WRITTEN INSTRUCTION
Return all of the data exactly, with nothing left out but the pictures.

═════ RECORDS FOR PROCESSING ═════

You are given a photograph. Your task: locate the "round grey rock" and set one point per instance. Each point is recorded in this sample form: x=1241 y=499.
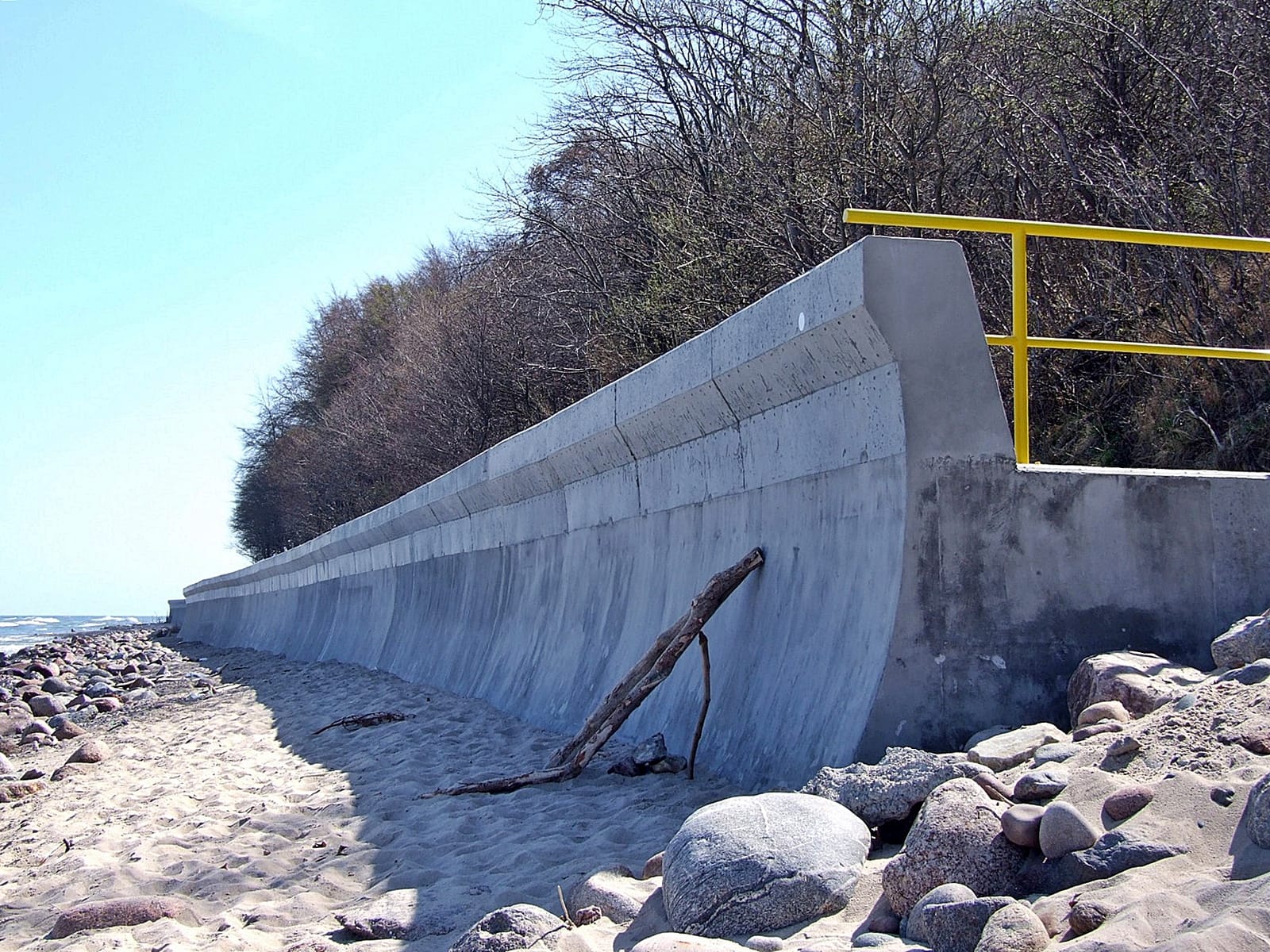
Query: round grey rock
x=1244 y=643
x=891 y=789
x=918 y=926
x=1103 y=711
x=46 y=704
x=874 y=939
x=956 y=927
x=1014 y=928
x=1054 y=753
x=56 y=685
x=1064 y=831
x=751 y=865
x=956 y=838
x=1045 y=784
x=607 y=890
x=1022 y=824
x=1259 y=812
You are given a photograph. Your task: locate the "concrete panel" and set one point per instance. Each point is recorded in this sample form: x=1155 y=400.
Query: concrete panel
x=918 y=584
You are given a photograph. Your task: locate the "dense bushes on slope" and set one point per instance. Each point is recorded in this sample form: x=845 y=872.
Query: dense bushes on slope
x=705 y=156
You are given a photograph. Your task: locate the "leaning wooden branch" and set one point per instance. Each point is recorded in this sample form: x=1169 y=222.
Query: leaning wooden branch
x=705 y=704
x=651 y=670
x=371 y=720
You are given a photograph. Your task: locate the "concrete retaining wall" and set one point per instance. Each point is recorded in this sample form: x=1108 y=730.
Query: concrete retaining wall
x=918 y=584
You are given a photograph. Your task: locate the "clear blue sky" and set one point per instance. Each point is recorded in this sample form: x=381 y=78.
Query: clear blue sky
x=181 y=182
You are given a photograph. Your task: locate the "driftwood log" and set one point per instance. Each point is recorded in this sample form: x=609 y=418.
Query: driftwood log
x=705 y=704
x=639 y=682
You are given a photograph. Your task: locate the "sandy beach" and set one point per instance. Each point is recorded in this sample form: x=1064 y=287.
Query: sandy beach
x=226 y=800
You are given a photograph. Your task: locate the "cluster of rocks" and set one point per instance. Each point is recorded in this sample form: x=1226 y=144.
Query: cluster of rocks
x=649 y=757
x=1029 y=838
x=55 y=692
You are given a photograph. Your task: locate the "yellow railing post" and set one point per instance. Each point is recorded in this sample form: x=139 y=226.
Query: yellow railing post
x=1020 y=340
x=1019 y=274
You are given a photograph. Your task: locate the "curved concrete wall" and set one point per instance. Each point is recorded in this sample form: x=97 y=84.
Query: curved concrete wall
x=850 y=424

═════

SOLUTION FOR THIS TASK
You are given a photograph. Your task: locate the "round grey rock" and set one point per instance. Each point is recorded in this sample form: x=1241 y=499.
Query: round grey rock
x=1244 y=643
x=891 y=789
x=918 y=926
x=1103 y=711
x=46 y=704
x=874 y=939
x=956 y=927
x=1014 y=928
x=1054 y=753
x=56 y=685
x=1064 y=831
x=751 y=865
x=956 y=838
x=1045 y=784
x=607 y=890
x=1022 y=824
x=1259 y=812
You are given a photograph. Your task: locate the "concrete panel" and set one point per instance. Each point is recorded in this sample form: x=1155 y=400.
Query: concrete panel
x=918 y=584
You are given a photograph. Your task: locate the "dense bushes on slope" and set one point per instance. Each point is recorded in this sample form: x=845 y=872.
Query: dense bushes on slope
x=705 y=156
You are given a photograph. Your task: locate the "leaning wooden branch" and set one point per instance. Each point is recorded in this sample form: x=1169 y=222.
Query: leaning wooden branch
x=705 y=704
x=651 y=670
x=371 y=720
You are given a photograph. Your task: locate the "concrete retaining wall" and set one point per instance. Each point is recorded in this sample form: x=1108 y=730.
Query: concrete retaining wall
x=918 y=584
You are given a photograph. Your task: locate the "clear blue sky" and set one point per instance. Each point is recorded in this sample form: x=381 y=78.
Query: clear blue sky
x=181 y=182
You are given a photograph. Your task: locate the "driftwood log" and set one point per instance. Each point is recorded in this sample form: x=609 y=418.
Query: driftwood log
x=705 y=704
x=639 y=682
You are given a photograph. Your task: locate the "sandy beach" and set one point per instance. Each point is recorded in this sample form: x=1064 y=287.
Query: sandy beach
x=226 y=800
You are given a photograph. Your task: locate the "cluster of rocks" and set one point per instance. Each point is recorded in this sample form: x=1226 y=144.
Query: cluster of rocks
x=649 y=757
x=1029 y=838
x=55 y=692
You are given a photograph. Your task: locate the "yellow railing post" and set one point per instance. Each point is recorded in this sample form: x=139 y=226.
Query: yellow railing post
x=1020 y=340
x=1019 y=274
You are given a photograph. Your task: locate the "curved concrete wall" and set one point per instance. Each point is recorded in this sample form: x=97 y=84.
Query: curved concrete wall
x=850 y=424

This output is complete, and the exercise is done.